Exactly reproduce the lines from the one holding "the dark eyebrow" through the final line of the listing below, with both ends included and nothing else.
+++
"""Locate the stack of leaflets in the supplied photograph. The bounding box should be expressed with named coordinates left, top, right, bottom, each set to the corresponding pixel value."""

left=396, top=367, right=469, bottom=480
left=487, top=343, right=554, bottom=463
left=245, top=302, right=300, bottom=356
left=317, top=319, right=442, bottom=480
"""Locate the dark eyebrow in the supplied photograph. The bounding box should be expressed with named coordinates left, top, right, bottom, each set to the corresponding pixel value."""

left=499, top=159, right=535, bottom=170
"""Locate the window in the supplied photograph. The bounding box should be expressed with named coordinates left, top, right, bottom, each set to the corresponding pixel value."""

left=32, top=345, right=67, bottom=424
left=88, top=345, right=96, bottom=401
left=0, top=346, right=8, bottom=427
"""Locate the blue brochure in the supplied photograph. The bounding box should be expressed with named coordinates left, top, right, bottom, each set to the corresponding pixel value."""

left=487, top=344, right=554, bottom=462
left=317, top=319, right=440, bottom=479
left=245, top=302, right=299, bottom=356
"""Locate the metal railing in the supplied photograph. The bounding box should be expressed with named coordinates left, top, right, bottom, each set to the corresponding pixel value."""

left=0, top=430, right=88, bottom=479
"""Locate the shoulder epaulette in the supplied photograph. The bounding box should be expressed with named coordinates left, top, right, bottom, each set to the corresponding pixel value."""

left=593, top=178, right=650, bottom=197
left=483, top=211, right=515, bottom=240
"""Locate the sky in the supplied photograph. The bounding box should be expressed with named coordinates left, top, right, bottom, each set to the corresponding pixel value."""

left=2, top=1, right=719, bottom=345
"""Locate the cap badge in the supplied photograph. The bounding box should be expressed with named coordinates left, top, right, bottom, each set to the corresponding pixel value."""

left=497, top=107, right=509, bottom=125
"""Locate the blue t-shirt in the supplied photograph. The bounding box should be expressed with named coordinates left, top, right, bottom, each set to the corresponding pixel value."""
+++
ANSWER SECTION –
"""Locate the dark eyebrow in the supplied photograph. The bounding box should be expressed with named coordinates left, top, right, bottom, each set to the corresponding pixel value."""

left=499, top=159, right=535, bottom=170
"""Locate the window in the supplied photograph. The bounding box should be expressed with named coordinates left, top, right, bottom, each set to the corresponding pixel value."""

left=32, top=345, right=67, bottom=424
left=88, top=345, right=96, bottom=401
left=0, top=346, right=8, bottom=427
"""Locate the blue brochure in the supplied photograph. The bounding box should be expressed with named coordinates left, top, right, bottom, each set to the corresponding pixel value."""

left=487, top=344, right=554, bottom=462
left=317, top=319, right=440, bottom=479
left=245, top=302, right=299, bottom=356
"""Locate the metal railing in the supplied photograph. The bounding box should be expressed with named coordinates left, top, right, bottom, each set to the corresponding pixel value."""

left=0, top=430, right=88, bottom=479
"""Locate the shoulder epaulette in the supplied photograph. The bounding box should be expressed with named coordinates left, top, right, bottom, each set to the corresponding pixel value."""

left=593, top=178, right=650, bottom=197
left=483, top=211, right=515, bottom=240
"""Locate the sky in the supplied photograph. The bounding box should be expressed with named coordinates left, top, right, bottom, each set to the corresponding pixel value."""

left=2, top=1, right=719, bottom=345
"""Locate the cap badge in the supplied photograph. The bounding box should be expressed with named coordinates left, top, right, bottom, each set to the corresponding pixel value."""

left=497, top=107, right=509, bottom=125
"""Locate the blue t-shirt in the supplied photograph. The bounding box should be expressed with named coordinates left, top, right, bottom, each set to the corresponding pixel value."""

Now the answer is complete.